Segment Start: Data to process

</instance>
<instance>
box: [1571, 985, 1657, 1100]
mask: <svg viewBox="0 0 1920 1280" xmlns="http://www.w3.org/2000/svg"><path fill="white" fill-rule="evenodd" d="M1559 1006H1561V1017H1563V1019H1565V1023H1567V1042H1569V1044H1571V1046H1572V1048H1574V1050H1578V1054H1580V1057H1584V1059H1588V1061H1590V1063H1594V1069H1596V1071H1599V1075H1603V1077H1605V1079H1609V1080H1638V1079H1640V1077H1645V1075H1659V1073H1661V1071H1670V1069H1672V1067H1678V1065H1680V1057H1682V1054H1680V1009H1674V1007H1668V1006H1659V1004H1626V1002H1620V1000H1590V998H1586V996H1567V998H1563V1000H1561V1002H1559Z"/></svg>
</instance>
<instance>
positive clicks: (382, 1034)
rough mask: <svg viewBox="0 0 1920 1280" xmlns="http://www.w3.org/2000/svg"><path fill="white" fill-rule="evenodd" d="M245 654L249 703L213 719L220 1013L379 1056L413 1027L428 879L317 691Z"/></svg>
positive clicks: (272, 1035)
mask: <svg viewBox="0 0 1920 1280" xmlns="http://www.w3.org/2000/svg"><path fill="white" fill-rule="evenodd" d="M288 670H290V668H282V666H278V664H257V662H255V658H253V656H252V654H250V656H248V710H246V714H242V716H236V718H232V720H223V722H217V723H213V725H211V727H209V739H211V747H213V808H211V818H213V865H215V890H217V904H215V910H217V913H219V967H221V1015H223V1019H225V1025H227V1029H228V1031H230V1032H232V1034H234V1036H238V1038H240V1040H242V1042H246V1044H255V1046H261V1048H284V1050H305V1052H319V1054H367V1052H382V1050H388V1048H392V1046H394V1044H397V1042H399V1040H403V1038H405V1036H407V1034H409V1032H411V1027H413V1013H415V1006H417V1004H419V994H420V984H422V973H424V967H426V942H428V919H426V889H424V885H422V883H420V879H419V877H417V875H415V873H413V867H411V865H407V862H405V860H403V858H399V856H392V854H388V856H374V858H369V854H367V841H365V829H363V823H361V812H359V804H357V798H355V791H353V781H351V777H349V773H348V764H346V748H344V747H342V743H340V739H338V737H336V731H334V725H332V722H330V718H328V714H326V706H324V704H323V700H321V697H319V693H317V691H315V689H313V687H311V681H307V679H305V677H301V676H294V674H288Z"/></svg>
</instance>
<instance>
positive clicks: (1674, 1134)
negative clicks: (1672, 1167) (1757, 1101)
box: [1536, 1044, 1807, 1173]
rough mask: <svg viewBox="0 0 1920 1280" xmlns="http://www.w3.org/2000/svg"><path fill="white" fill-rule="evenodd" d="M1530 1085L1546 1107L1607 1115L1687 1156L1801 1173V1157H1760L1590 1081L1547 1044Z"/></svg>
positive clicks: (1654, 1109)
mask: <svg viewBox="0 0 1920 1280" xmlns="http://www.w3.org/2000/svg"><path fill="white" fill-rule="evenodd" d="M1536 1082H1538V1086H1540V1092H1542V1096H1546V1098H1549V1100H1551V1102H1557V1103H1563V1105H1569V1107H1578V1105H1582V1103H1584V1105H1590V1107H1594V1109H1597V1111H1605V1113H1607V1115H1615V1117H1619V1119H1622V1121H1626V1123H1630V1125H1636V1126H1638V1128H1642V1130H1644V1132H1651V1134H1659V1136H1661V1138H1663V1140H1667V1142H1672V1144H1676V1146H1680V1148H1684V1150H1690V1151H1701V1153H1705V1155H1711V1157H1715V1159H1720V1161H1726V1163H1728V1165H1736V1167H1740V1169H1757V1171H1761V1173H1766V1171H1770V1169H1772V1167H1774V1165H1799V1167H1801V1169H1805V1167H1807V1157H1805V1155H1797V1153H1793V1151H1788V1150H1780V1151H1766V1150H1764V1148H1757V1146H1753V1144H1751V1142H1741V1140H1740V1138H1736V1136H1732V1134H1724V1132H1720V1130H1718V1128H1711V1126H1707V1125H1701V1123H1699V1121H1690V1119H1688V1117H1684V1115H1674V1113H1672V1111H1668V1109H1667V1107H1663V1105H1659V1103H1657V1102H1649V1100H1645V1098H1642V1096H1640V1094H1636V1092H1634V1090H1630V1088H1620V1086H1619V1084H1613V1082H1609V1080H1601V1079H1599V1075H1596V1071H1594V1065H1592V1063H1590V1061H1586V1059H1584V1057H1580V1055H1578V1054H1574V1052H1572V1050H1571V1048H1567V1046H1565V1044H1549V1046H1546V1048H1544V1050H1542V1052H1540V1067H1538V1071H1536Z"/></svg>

Segment End: Data to process

Find the lines in the records that include the string "rough", and reply with how many there are, nothing more.

2